§ **REQUIREMENTS**:
1/ Please reproduce the interview transcript from "He tried different" up to and including "who we are.", substituting "land" for "property".
2/ Summarize the interview transcript in two sentences.
3/ In the interview transcript, what work did Monroy's family do in Mexico?

§ **EXTRACTED TEXT**:
*-*-*

EDNA MONROY, IMMIGRANT YOUTH LEADER: Sure, hi. Good morning, everyone.

BALL: Good morning.

MONROY: So, yes, I actually crossed the border back in 2001. A few weeks
before 9/11 and I was 12. I`m originally from Guerrero, Mexico. And the
main reason why I was coming over is to reunite with my father. It was my
mother, my sister and I that crossed the border. And I guess you can say I
- I`m one of the lucky ones. I was able to cross and while also trusting
coyote, the kind of guided me. And just going through different
experiences of getting detained by border patrol, going to, I guess, their
offices where they had two sections, one for minors, one for adults. And
just having a reality check on seeing how adults - and we just as
undocumented immigrants were treated, seeing adults being chained up from
head to toe and just us being called names, right, many ugly names, and
being asked why are we here, why are we crossing and eventually making it
right crossing the border and settling here in South Central L.A. as an
immigrant and (INAUDIBLE) student.

BALL: Right.

MONROY: Attending university, high schools, university, high schools and
eventually graduating.

BALL: Edna, I want to ask you when you first came across, I understand you
were detained, you were sent back to Mexico and then you were able to cross
successfully. What that experience of the detention center, what sort of
message did that send to you about this new country that you were coming

MONROY: Yeah. Well, we, you know, we as a family we talked. And my dad
didn`t want us to actually go through because he, himself, went through it,
right? He crossed through the desert. He crossed through the mountains.
He tried different multiple times before actually making it. And we tried
to get a visa, like a tourist visa, some sort of visa, but because we were
working class, we were street vendors, flower street vendors back in
Mexico, we were not allowed to get that visa because, again, we didn`t have
any money in the bank. We didn`t have any property. So, we had to make
that tough decision and so - and we were not the only ones. It was
different people going through the same struggles and getting caught right,
at age 12, and just being questioned and being harassed and being called
names just made me realize that, you know, we were not wanted in this
country. We were not wanted. We were dehumanized for being who we are.

BALL: Edna, I know you speak with new immigrants who are coming now and
hearing their stories. How does their experience compare to what you saw
as a child at 12?

MONROY: It`s very heartbreaking. I mean I was 12. And there is a lot of
kids that can be as young as four or five. And I can just imagine their
journey going through Mexico and you can see, not a very friendly-
immigrant friendly country as well. These kids are from Central America,
and just - I can just relate to a lot of those emotions, right, that they
are going through, of not feeling wanted, of not feeling - like you belong,
not feeling supported. You are escaping from poverty, you are escaping
from violence and you`re coming to this country you expect to be at least
welcome, at least embraced, right? This is a country of immigrants. You
are not seeing that. They`re not seeing that. They are not getting that
from us. On the other hand, they`re being slapped, you know, and told
you`re not wanted. You should go back and die. Because that`s the
decision that they are going - they have to make. You know, it`s either
come to the U.S., survive through desert, survive, right? And then make it
here. And once you`re here, you`re being called names. You`re being told,
go back. We don`t want you here.

*-*-*

[Items from a data source]
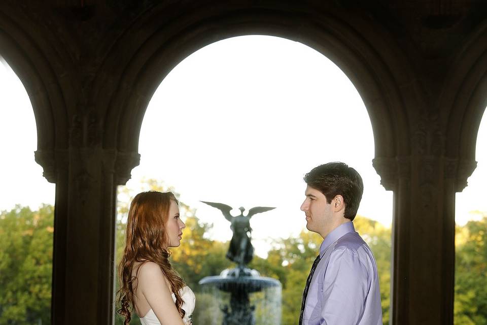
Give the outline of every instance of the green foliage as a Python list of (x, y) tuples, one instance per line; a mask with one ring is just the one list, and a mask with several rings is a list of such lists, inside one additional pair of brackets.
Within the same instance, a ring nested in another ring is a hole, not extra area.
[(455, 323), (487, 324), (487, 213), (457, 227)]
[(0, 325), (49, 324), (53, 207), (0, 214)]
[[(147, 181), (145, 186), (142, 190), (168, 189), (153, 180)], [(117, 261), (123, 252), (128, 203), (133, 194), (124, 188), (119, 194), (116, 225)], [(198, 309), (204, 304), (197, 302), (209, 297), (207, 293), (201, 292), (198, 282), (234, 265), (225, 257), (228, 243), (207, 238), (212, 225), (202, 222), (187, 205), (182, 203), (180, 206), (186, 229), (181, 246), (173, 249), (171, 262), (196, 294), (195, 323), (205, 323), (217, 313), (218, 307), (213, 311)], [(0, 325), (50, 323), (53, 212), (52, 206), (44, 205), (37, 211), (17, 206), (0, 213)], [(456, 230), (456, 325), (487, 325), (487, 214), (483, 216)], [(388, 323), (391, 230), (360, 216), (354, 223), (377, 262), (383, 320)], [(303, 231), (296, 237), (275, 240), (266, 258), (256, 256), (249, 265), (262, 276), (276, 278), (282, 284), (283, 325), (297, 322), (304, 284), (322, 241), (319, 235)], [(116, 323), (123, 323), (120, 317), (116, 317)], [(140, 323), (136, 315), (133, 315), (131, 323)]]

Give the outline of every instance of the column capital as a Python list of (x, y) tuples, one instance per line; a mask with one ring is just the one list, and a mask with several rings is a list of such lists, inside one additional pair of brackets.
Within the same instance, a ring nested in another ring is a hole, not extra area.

*-*-*

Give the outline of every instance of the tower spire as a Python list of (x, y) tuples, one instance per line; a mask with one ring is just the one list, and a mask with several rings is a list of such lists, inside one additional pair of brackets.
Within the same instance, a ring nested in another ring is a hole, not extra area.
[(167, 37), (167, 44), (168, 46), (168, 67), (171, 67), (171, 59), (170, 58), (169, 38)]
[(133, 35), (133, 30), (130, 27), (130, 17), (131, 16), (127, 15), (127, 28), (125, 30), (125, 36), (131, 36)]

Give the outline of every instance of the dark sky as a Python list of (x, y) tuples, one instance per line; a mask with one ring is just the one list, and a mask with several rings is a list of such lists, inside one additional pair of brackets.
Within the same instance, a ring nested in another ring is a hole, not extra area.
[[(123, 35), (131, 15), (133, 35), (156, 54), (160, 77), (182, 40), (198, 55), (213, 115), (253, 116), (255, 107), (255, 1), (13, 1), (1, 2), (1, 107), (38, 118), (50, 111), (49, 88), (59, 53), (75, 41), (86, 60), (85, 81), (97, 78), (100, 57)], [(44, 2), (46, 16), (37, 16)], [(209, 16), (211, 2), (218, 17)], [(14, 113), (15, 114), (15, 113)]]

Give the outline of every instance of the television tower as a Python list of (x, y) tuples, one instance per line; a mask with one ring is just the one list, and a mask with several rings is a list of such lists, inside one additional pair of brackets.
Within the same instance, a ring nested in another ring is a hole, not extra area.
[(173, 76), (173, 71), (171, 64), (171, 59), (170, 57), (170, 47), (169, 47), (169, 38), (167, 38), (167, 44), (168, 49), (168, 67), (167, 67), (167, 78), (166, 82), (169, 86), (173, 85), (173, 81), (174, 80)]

*-*-*

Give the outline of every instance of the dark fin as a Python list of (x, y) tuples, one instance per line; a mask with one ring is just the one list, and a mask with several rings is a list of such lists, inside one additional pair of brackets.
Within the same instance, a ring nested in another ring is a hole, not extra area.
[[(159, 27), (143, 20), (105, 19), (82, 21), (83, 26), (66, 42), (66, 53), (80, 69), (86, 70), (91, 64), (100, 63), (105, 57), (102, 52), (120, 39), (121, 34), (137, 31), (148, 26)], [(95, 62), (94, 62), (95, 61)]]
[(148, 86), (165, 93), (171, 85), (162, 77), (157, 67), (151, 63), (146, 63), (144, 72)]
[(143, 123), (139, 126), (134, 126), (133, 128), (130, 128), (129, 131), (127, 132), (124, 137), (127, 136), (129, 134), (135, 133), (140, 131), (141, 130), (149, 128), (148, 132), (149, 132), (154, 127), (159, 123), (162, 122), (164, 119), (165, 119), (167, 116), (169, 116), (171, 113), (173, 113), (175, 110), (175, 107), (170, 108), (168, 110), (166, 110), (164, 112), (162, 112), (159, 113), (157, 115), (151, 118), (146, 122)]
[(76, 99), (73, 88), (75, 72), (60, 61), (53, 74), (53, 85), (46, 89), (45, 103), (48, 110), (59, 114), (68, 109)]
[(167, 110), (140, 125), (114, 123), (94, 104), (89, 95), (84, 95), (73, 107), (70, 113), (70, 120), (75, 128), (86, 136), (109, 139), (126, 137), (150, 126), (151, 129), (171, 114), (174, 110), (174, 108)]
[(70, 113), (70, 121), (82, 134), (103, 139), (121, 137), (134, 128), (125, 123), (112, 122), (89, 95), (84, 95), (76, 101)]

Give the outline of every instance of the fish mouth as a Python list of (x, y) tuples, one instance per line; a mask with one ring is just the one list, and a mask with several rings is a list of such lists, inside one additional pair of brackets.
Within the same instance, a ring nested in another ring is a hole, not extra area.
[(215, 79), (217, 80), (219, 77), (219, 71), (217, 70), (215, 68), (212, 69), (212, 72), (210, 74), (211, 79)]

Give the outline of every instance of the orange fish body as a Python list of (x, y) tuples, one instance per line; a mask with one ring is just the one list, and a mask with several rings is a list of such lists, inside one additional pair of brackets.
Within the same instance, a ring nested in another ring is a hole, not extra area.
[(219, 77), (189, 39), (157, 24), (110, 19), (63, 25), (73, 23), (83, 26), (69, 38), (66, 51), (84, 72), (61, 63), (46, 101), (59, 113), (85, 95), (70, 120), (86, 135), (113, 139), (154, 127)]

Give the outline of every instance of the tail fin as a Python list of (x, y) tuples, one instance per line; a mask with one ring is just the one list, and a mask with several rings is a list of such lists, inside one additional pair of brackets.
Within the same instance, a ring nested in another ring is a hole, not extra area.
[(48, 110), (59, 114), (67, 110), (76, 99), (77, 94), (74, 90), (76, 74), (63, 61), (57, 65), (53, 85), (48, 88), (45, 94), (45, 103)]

*-*-*

§ **ANSWERS FOR THE EXERCISE**:
1/
He tried different multiple times before actually making it. And we tried
to get a visa, like a tourist visa, some sort of visa, but because we were
working class, we were street vendors, flower street vendors back in
Mexico, we were not allowed to get that visa because, again, we didn`t have
any money in the bank. We didn`t have any land. So, we had to make
that tough decision and so - and we were not the only ones. It was
different people going through the same struggles and getting caught right,
at age 12, and just being questioned and being harassed and being called
names just made me realize that, you know, we were not wanted in this
country. We were not wanted. We were dehumanized for being who we are.

2/ Edna Monroy, an immigrant youth leader, describes crossing the border from Guerrero, Mexico, at age 12 in 2001 with her mother and sister to reunite with her father, being detained by border patrol and called names, and eventually settling in South Central L.A., where she went to school and graduated. She says that treatment made her feel unwanted and dehumanized, and that children now arriving from Central America, some as young as four or five, face the same rejection after escaping poverty and violence.

3/ They were flower street vendors.